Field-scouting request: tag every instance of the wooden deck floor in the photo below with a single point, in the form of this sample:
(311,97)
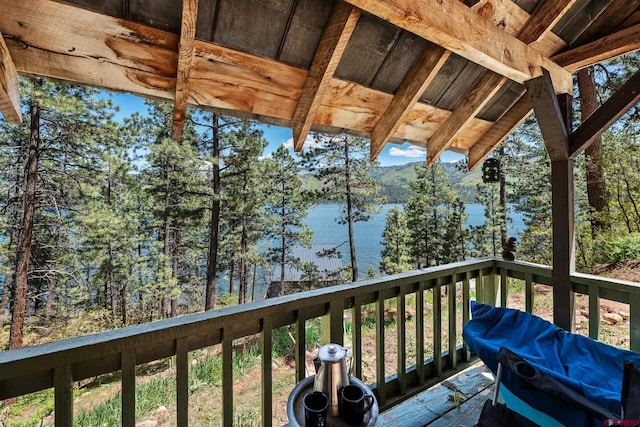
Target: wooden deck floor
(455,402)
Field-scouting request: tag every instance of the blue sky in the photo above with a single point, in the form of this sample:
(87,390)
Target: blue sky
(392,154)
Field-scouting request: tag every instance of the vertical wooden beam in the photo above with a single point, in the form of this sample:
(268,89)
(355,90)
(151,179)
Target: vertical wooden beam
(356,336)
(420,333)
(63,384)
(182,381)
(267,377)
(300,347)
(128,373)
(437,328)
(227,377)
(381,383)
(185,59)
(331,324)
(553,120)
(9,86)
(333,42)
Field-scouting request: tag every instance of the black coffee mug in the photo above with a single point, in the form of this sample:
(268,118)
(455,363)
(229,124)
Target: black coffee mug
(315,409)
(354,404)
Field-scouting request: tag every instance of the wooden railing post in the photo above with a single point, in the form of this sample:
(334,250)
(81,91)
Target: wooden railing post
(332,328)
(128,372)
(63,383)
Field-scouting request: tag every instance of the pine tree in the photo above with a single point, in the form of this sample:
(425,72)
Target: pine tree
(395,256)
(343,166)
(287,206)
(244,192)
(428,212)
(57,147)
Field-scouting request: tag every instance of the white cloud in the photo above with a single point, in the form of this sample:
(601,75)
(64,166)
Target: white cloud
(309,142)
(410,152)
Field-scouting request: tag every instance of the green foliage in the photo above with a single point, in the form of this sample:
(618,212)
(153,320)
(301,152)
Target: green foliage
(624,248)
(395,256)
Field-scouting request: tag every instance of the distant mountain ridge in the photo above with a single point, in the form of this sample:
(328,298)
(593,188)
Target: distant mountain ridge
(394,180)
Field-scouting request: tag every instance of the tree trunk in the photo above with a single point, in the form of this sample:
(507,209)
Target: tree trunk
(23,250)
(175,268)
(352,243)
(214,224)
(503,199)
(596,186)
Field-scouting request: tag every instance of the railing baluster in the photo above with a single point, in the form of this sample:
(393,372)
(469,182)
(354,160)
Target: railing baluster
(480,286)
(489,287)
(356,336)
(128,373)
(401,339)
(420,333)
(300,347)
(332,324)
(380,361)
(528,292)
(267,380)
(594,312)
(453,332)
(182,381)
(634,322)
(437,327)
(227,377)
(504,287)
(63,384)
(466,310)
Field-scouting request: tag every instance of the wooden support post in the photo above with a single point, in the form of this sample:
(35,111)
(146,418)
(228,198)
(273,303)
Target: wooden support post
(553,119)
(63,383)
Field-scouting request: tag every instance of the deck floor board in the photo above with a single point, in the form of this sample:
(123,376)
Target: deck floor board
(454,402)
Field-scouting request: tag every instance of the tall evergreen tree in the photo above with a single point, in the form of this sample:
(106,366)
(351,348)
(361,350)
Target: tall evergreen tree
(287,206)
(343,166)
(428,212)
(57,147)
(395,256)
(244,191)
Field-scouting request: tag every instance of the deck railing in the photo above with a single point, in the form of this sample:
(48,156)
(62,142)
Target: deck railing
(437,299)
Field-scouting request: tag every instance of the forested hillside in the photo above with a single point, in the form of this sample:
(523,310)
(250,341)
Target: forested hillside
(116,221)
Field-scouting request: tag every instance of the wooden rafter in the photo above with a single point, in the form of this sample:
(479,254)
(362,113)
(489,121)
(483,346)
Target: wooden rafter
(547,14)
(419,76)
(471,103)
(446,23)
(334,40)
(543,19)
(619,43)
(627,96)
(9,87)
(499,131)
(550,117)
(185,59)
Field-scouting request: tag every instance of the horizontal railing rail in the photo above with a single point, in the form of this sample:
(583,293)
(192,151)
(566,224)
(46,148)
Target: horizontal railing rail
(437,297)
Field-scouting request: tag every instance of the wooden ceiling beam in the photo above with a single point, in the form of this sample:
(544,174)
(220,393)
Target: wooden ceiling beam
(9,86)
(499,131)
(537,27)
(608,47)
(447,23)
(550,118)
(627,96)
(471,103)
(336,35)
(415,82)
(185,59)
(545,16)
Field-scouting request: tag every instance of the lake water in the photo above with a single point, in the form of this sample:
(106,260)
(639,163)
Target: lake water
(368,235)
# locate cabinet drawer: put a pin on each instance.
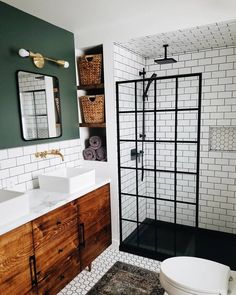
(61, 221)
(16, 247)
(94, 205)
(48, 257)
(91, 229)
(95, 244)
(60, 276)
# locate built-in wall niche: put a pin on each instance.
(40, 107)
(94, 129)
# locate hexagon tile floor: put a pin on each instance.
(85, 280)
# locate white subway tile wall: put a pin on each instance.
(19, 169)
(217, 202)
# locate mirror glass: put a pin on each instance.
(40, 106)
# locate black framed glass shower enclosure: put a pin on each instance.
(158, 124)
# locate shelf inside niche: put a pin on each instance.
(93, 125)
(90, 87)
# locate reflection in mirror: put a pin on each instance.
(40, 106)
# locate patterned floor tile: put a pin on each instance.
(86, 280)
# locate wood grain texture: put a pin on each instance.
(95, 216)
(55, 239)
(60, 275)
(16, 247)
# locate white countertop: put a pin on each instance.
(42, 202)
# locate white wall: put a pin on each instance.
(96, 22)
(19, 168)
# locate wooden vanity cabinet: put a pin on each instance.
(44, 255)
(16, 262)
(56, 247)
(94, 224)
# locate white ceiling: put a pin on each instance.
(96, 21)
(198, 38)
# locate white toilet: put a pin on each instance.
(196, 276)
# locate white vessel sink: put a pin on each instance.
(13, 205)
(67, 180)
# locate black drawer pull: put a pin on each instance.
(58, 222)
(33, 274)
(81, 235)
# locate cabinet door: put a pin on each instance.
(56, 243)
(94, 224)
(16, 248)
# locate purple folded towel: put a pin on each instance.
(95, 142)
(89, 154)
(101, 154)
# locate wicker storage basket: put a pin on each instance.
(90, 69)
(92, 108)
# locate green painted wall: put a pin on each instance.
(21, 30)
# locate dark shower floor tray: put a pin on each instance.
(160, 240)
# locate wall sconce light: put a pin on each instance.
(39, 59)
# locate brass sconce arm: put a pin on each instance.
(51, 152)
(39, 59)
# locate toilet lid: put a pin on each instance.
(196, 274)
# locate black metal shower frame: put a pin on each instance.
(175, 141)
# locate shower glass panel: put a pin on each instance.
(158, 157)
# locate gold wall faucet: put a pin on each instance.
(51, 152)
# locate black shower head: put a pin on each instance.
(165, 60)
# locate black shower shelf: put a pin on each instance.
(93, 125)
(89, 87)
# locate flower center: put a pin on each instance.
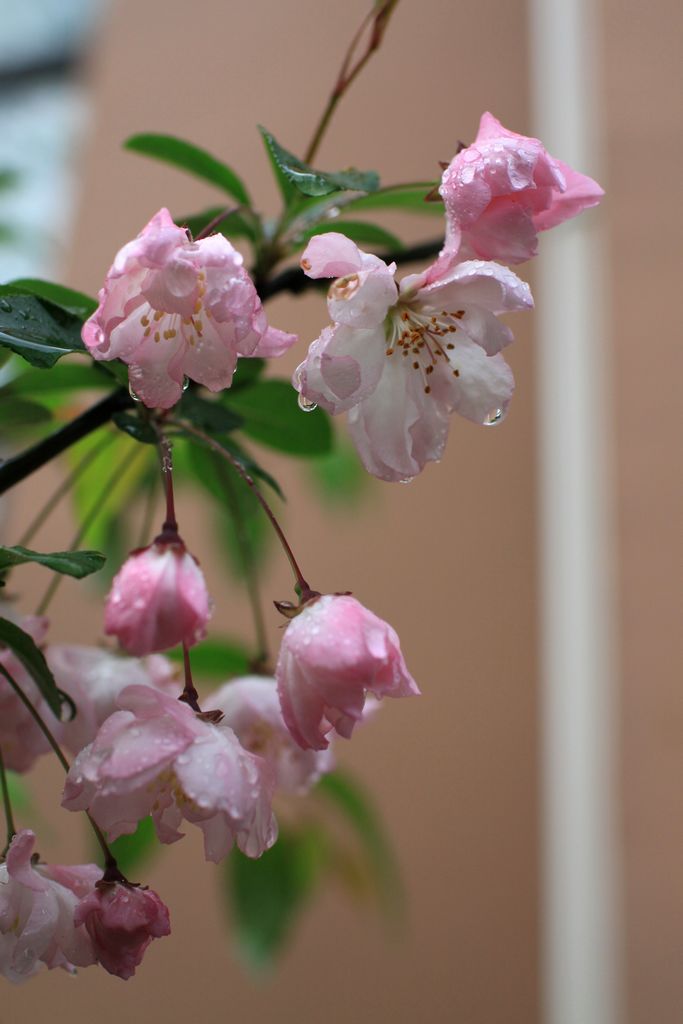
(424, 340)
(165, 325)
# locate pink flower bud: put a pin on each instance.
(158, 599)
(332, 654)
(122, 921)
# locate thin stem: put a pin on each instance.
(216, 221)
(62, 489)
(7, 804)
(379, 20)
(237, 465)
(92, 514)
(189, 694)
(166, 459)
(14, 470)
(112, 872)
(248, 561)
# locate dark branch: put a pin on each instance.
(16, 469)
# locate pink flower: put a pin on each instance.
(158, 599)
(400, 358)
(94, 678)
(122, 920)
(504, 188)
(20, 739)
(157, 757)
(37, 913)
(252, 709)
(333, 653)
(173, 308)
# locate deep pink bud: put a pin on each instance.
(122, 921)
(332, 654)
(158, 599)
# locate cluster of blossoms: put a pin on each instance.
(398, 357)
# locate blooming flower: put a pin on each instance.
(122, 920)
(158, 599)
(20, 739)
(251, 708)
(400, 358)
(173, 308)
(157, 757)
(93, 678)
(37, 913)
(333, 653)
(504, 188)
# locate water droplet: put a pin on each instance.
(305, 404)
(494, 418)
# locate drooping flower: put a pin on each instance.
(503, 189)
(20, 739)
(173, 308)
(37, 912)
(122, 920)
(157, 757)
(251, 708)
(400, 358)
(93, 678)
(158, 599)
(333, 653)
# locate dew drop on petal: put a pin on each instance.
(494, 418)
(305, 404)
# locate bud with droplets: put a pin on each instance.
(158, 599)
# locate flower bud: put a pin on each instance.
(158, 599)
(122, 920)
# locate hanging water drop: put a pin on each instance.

● ● ● ●

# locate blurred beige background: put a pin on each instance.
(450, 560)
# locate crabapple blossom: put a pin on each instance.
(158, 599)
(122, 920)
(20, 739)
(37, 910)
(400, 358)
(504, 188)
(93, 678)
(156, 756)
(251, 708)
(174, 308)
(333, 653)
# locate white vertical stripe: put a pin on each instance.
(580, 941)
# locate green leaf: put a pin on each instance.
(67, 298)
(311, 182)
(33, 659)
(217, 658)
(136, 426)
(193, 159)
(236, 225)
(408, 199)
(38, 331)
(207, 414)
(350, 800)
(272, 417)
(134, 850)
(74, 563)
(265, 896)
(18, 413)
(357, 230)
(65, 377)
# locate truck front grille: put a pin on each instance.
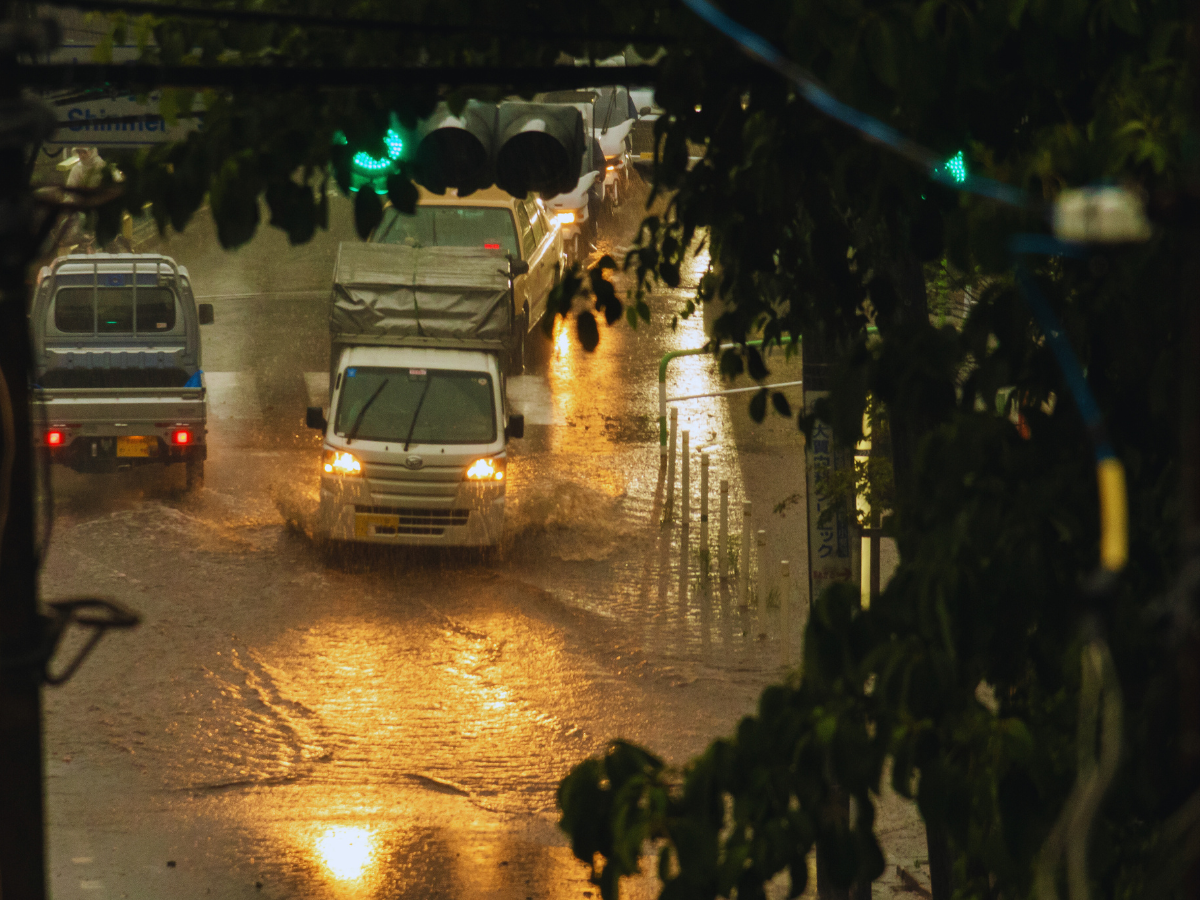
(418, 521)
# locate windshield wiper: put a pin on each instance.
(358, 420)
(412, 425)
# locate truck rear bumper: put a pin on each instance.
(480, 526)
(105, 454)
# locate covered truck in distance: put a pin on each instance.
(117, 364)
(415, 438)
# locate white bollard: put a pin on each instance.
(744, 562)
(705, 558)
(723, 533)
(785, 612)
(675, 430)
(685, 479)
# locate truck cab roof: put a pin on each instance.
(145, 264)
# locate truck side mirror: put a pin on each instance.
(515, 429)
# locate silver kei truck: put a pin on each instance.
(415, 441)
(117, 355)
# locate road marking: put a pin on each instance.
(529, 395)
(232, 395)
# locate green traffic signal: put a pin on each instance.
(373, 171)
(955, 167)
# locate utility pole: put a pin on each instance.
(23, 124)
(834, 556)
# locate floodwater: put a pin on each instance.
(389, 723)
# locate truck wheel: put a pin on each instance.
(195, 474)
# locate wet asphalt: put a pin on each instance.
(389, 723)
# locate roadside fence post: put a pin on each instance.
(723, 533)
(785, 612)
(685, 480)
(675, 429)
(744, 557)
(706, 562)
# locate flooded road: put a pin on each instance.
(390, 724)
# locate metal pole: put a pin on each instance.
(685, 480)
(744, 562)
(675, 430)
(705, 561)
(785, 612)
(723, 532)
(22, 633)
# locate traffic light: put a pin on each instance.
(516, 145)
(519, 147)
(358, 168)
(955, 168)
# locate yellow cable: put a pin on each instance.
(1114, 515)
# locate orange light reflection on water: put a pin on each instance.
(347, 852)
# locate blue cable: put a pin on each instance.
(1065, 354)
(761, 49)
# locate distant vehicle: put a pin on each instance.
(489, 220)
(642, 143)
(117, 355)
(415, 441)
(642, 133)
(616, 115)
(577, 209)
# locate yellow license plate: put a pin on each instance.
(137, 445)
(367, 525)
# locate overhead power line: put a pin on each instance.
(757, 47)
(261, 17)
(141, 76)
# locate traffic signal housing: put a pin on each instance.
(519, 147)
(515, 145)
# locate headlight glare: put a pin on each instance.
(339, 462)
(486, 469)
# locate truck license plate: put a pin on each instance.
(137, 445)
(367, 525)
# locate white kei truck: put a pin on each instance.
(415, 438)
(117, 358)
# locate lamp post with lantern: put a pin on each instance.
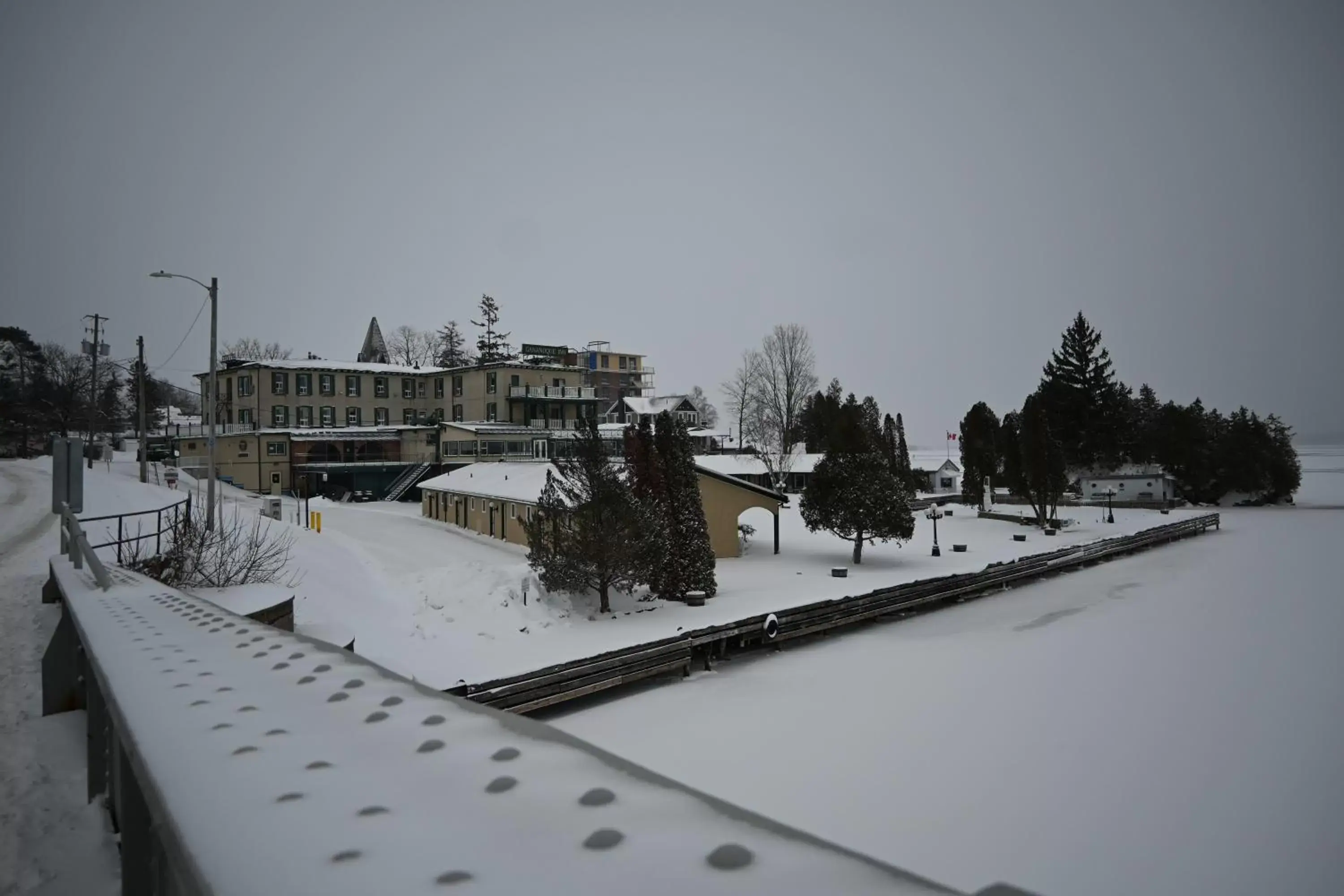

● ● ● ●

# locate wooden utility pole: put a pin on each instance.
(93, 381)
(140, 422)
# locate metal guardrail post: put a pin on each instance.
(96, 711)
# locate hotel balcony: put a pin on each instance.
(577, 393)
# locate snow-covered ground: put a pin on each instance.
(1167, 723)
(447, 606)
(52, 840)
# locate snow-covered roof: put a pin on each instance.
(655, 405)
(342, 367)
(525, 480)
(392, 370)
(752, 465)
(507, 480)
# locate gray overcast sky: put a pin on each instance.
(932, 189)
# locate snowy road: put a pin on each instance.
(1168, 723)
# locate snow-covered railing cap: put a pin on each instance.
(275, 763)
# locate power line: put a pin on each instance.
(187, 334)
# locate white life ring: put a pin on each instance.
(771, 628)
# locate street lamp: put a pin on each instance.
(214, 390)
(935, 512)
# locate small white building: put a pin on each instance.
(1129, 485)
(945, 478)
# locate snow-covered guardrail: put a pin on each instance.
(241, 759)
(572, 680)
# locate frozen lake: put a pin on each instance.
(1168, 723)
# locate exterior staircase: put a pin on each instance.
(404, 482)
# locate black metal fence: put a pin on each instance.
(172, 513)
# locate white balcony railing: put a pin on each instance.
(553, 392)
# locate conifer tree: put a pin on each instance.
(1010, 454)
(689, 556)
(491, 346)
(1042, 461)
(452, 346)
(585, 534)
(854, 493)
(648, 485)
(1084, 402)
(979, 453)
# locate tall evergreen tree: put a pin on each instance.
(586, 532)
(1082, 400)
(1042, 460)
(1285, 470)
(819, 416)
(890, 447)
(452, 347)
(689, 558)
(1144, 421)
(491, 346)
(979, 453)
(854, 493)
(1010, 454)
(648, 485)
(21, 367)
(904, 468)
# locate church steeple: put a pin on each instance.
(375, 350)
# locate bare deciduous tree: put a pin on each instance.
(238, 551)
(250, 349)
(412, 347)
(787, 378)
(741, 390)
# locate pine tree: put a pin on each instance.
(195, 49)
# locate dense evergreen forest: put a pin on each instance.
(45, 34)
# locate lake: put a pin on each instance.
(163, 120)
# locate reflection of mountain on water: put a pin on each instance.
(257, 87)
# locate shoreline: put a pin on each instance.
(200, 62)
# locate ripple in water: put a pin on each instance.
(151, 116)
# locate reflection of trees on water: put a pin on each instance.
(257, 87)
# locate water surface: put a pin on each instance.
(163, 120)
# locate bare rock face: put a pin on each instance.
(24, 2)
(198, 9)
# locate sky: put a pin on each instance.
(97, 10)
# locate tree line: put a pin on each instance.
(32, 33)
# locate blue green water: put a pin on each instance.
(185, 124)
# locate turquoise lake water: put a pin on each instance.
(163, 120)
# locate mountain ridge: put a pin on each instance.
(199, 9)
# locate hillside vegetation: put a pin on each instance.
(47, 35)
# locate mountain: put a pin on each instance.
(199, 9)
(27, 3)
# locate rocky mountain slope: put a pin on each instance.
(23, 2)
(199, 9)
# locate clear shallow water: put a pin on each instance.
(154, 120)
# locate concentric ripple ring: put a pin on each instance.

● ● ● ●

PROBLEM:
Find the line with "# locate distant" in the material above. Reproduce it and each line after it up to and including the line with "# locate lamp".

WRITTEN REPLY:
# locate distant vehicle: put a pin on each instance.
(489, 220)
(642, 143)
(117, 355)
(415, 441)
(642, 133)
(616, 115)
(577, 209)
# locate yellow license plate: put a pin on each instance.
(137, 445)
(367, 525)
# locate overhead power line: put a pin on each instance.
(757, 47)
(261, 17)
(141, 76)
# locate traffic signal housing: put a pin on each instance.
(519, 147)
(515, 145)
# locate headlight glare: put a pin on each instance.
(339, 462)
(486, 469)
# locate truck license plate: put a pin on each instance.
(137, 445)
(367, 525)
# locate white kei truck: put a pin on each instance.
(415, 438)
(117, 358)
# locate lamp post with lantern: put a pin on each instance.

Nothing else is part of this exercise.